◆ Work item:
Word for word, repeat each record that follows.
Data provided below:
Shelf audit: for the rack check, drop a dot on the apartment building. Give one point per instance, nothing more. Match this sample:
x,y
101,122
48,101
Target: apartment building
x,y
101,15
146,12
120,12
End of Data provided.
◆ Output of the exercise:
Shelf audit: for the rack check, drop a dot on the apartment building. Give one point per instance, nothing more. Match this sample:
x,y
101,122
48,101
Target: apartment building
x,y
101,15
146,12
120,12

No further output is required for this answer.